*TASK DETAILS*. Take the lines from the beginning of the data below through the line holding "positive clicks: (102, 60)" and return exactly those.

*PROVIDED MATERIAL*.
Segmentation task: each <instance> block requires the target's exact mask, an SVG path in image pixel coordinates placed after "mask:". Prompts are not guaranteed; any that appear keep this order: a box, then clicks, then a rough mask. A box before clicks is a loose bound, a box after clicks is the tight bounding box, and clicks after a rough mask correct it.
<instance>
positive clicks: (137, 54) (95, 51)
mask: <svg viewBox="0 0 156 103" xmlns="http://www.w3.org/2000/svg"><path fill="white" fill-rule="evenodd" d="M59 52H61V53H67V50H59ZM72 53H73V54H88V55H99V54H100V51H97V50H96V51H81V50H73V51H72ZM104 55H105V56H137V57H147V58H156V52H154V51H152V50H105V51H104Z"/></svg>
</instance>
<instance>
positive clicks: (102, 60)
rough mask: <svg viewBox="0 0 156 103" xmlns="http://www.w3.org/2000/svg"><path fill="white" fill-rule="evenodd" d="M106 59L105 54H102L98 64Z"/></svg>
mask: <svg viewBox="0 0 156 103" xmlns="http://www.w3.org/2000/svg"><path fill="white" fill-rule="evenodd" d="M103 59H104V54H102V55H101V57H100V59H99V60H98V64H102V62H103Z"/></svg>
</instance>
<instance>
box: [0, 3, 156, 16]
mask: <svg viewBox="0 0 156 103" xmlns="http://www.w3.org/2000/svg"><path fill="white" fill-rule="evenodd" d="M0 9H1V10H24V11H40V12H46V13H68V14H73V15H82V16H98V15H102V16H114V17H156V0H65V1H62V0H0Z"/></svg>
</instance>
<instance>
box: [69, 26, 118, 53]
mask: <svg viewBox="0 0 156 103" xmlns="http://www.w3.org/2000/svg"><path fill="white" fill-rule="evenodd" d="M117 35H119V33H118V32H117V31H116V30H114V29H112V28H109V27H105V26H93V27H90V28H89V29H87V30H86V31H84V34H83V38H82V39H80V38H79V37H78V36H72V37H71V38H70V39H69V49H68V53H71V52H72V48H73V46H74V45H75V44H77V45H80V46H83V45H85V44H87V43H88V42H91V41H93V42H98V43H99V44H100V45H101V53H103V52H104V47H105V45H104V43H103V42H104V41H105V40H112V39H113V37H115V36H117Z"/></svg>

*YOUR RESPONSE*.
Segmentation task: each <instance> block requires the target's exact mask, an SVG path in image pixel coordinates placed after "mask:". Prompts are not guaranteed; any that appear keep this order: a box, then clicks, then a rough mask. A box before clicks is a loose bound, a box after clicks is the tight bounding box, and clicks after a rough mask correct it.
<instance>
positive clicks: (137, 54) (95, 51)
mask: <svg viewBox="0 0 156 103" xmlns="http://www.w3.org/2000/svg"><path fill="white" fill-rule="evenodd" d="M59 52H61V53H67V50H59ZM72 53H73V54H88V55H99V54H100V51H97V50H96V51H81V50H73V51H72ZM104 55H105V56H137V57H147V58H156V52H154V51H152V50H105V51H104Z"/></svg>
</instance>
<instance>
positive clicks: (102, 60)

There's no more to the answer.